* _Consigna A_
Reproduce sin cambios el pasaje del texto sobre la toma de Menorca que comienza con "Con todo, San" y continúa hasta "la Royal Artillerie.".

* _Extracto del documento_
Razones varias lo aconsejaban: en plena Guerra de los Siete Años que acababa de comenzar entre Francia y la Gran Bretaña, la proximidad de Menorca a las costas de la Provenza no era un padrastro del gusto de los franceses. Además, tomada la isla podía utilizarse como baza de cambio (como así fue, al devolverla siete años después a los ingleses por el tratado de París) en las negociaciones de paz, que en aquellas contiendas del Setecientos comenzaban al mismo tiempo que las hostilidades.

Algunos biógrafos de Richelieu, como Soulavie, aseguran que el ministro D´Argenson detestaba al duque como muchos de sus coterráneos (la envidia es libre) y que le envió a Menorca "pour le perdre". En efecto: la toma de Menorca por su condición de isla y la presencia de San Felipe en la bocana del puerto de Mahón, una de las fortalezas de primer orden de Europa, no era un mal sueño; era una pesadilla.

De todas maneras y a pesar de la manía que le tenían a Richelieu en París por diversas razones, entre las que cabe destacar su fama de libertino y su provechosa carrera militar, parece que debemos rechazar las afirmaciones de Soulavie y considerar que fue elegido por sus méritos en campaña. Efectivamente: había combatido con éxito en 1712 al lado del mariscal de Villars (el mismo que desembarcó en Menorca en enero de 1707 para sofocar la revuelta austracista) y en los cuarenta del XVIII compartió con el mariscal de Saxe la victoria de Fontenoy, cuando mandó una carga de caballería de la Guardia Real, que decidió la batalla y por cuya acción se le concedió el bastón de mariscal el 11 de octubre de 1748.

Richelieu desembarcó en Ciutadella el 18 de abril de 1756 y fue recibido con entusiasmo por los ciudadelanos con las autoridades a la cabeza, dirigiéndose luego con su ejército, no sin dificultades, a Mahón donde pudo contemplar por primera vez la imponente fortaleza de San Felipe y comprobar que, en la descripción que le había hecho en París el marqués de Vallière, éste se había quedado corto.

Sin embargo no todo debían ser inconvenientes. Las paredes del Arrabal le sirvieron de espaldones y le permitieron emplazar las baterías de sitio a tiro de punto en blanco para batir en brecha los muros de la fortaleza desde el primer momento, sin las pesadas obras de construcción de las sucesivas tres paralelas de manual.

Con todo, San Felipe, con su gobernador Blakeney al frente, resistía bien los ataque del francés y muchas de sus baterías fueron arruinadas por el certero tiro de los sirvientes de la Royal Artillerie.

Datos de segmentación
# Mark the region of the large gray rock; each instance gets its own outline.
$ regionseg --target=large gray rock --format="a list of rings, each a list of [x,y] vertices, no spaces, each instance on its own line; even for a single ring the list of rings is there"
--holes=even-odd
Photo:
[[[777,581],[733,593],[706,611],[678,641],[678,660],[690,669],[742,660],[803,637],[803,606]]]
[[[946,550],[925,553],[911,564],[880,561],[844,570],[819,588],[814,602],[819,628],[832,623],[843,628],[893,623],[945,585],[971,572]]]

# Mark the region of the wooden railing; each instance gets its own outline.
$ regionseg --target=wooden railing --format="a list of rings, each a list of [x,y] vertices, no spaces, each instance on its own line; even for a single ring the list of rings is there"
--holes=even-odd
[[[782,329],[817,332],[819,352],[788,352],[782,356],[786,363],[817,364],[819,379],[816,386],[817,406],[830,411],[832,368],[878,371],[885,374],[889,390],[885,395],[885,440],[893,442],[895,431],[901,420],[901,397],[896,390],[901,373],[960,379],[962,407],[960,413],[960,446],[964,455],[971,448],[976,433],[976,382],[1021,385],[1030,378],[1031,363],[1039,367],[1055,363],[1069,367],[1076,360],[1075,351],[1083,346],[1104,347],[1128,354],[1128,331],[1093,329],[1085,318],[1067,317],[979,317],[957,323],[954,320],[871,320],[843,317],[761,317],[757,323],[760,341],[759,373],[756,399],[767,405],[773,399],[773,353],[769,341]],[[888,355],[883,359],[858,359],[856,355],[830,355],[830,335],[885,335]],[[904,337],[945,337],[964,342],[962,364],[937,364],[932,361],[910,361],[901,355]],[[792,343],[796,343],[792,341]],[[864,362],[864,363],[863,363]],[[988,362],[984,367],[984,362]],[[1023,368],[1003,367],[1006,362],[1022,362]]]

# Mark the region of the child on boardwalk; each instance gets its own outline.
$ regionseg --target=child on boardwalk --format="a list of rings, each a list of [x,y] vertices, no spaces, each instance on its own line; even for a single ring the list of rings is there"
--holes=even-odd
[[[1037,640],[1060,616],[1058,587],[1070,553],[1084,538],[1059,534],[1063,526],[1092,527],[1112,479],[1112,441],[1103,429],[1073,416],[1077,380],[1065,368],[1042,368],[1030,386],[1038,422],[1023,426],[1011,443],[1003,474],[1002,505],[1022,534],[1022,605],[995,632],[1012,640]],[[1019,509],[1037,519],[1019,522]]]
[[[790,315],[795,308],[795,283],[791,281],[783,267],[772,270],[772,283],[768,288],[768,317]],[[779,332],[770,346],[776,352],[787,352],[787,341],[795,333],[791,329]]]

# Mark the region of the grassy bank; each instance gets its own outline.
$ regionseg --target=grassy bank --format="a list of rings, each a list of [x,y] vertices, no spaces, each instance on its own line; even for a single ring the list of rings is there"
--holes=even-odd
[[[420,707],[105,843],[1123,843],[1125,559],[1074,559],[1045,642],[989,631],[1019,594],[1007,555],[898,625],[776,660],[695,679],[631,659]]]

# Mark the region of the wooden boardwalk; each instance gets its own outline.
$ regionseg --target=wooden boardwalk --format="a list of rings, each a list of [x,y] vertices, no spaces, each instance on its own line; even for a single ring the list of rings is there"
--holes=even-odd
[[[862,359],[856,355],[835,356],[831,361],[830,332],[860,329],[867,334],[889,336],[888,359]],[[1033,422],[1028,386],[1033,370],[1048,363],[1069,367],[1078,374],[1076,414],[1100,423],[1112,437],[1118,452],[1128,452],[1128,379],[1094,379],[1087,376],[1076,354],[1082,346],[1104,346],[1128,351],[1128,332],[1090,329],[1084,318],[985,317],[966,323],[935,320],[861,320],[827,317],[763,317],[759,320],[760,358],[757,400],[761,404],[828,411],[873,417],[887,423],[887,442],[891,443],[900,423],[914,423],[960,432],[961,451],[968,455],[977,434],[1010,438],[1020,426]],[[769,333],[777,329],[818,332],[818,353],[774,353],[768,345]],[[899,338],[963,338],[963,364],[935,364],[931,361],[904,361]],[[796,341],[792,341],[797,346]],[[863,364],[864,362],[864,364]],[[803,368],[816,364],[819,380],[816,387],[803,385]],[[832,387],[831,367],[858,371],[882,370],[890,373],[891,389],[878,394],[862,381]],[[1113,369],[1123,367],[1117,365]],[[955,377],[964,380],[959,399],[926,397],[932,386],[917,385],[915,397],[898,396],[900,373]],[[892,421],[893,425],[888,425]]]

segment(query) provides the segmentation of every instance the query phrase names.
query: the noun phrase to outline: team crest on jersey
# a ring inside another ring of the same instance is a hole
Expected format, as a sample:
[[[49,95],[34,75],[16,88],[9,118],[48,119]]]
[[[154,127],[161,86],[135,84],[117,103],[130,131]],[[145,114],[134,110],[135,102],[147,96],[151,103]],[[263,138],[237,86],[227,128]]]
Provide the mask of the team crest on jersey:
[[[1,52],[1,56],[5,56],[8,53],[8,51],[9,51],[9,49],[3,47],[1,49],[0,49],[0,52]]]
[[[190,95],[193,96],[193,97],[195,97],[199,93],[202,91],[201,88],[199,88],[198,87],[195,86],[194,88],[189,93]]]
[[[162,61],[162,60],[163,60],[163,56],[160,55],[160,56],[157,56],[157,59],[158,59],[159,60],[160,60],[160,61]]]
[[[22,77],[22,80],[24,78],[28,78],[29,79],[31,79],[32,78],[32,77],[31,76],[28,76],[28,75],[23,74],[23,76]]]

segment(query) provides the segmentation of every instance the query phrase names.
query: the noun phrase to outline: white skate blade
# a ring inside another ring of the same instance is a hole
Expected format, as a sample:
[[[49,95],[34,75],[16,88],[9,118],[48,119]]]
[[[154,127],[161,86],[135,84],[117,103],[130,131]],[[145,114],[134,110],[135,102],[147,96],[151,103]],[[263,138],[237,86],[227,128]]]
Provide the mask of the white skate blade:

* _Consigna B_
Identifica y copia todas las líneas de los registros en las que aparece la cadena "bank".

* _Resultado del ejercicio A_
Con todo, San Felipe, con su gobernador Blakeney al frente, resistía bien los ataque del francés y muchas de sus baterías fueron arruinadas por el certero tiro de los sirvientes de la Royal Artillerie.

* _Resultado del ejercicio B_
# Mark the region of the grassy bank; each instance gets its own outline.
$ regionseg --target=grassy bank --format="a list of rings, each a list of [x,y] vertices, no spaces, each instance on its own line; even for a single ring the list of rings is there"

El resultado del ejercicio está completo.